*THE PROBLEM:* Reproduce the Sliding Subarray Beauty problem page below word for word, with nothing changed or left out.

*PROVIDED PASSAGE:*
LeetCode #2653 — MEDIUM

Sliding Subarray Beauty

Move from brute-force thinking to an efficient approach using array strategy.

The Problem

Problem Statement

Given an integer array nums containing n integers, find the beauty of each subarray of size k.

The beauty of a subarray is the x^th smallest integer in the subarray if it is negative, or 0 if there are fewer than x negative integers.

Return an integer array containing n - k + 1 integers, which denote the beauty of the subarrays in order from the first index in the array.

A subarray is a contiguous non-empty sequence of elements within an array.

Example 1:

Input: nums = [1,-1,-3,-2,3], k = 3, x = 2
Output: [-1,-2,-2]
Explanation: There are 3 subarrays with size k = 3.

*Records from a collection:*

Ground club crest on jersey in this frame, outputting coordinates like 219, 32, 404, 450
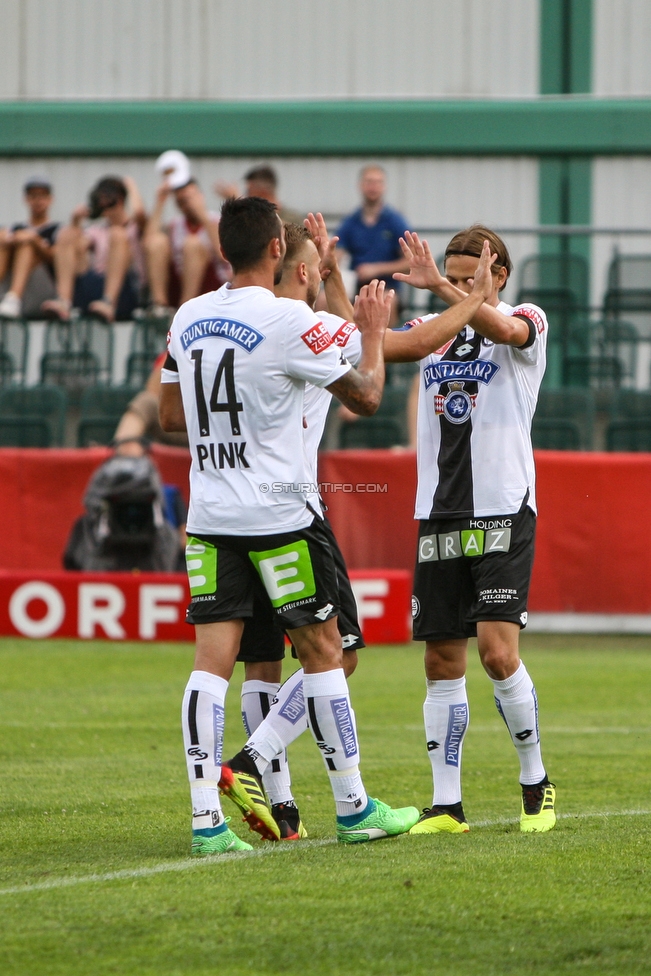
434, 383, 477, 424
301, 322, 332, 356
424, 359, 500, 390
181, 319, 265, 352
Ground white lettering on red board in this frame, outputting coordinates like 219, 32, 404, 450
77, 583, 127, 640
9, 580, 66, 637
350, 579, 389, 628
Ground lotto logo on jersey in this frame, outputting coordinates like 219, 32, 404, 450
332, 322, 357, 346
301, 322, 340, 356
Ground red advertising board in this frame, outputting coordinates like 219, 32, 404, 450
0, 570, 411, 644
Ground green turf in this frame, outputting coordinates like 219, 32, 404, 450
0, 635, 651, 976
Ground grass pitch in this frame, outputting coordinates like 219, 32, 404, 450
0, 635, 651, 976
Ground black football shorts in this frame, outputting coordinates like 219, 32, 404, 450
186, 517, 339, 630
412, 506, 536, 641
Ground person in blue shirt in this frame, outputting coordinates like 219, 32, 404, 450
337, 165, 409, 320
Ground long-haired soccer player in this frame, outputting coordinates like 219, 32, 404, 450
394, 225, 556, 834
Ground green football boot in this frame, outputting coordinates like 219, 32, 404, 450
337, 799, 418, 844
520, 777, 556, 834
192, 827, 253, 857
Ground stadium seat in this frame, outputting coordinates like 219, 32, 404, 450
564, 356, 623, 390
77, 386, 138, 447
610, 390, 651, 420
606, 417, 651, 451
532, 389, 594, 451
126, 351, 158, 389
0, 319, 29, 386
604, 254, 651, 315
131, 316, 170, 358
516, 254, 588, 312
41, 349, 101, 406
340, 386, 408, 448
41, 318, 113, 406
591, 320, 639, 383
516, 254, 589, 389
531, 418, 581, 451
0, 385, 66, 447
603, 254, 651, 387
--
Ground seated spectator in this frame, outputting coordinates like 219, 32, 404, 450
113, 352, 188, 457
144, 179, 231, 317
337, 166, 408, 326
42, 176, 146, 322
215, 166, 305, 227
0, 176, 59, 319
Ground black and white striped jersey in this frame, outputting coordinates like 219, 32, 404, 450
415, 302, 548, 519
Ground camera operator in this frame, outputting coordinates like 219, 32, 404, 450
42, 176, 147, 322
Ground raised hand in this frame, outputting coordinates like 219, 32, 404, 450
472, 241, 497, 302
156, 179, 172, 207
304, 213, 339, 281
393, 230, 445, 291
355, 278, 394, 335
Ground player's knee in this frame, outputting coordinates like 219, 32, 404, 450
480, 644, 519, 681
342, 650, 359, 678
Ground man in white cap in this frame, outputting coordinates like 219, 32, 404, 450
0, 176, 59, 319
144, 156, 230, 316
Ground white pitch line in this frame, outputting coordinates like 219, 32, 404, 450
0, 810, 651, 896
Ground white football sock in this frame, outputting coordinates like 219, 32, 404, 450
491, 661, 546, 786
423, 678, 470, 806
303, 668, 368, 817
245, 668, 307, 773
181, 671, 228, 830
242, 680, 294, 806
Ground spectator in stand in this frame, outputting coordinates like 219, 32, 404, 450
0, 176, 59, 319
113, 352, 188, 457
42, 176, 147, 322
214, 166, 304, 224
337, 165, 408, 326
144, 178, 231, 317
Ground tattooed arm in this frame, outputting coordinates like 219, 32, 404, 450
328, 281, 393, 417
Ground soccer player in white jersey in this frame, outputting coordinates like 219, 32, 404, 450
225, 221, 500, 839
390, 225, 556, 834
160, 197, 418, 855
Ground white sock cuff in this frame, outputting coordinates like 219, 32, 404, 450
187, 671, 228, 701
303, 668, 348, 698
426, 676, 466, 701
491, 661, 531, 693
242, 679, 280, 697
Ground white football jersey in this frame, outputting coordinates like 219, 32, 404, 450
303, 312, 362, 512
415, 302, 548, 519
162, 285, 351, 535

*OUTPUT:*
LeetCode #2653 — MEDIUM

Sliding Subarray Beauty

Move from brute-force thinking to an efficient approach using array strategy.

The Problem

Problem Statement

Given an integer array nums containing n integers, find the beauty of each subarray of size k.

The beauty of a subarray is the x^th smallest integer in the subarray if it is negative, or 0 if there are fewer than x negative integers.

Return an integer array containing n - k + 1 integers, which denote the beauty of the subarrays in order from the first index in the array.

A subarray is a contiguous non-empty sequence of elements within an array.

Example 1:

Input: nums = [1,-1,-3,-2,3], k = 3, x = 2
Output: [-1,-2,-2]
Explanation: There are 3 subarrays with size k = 3.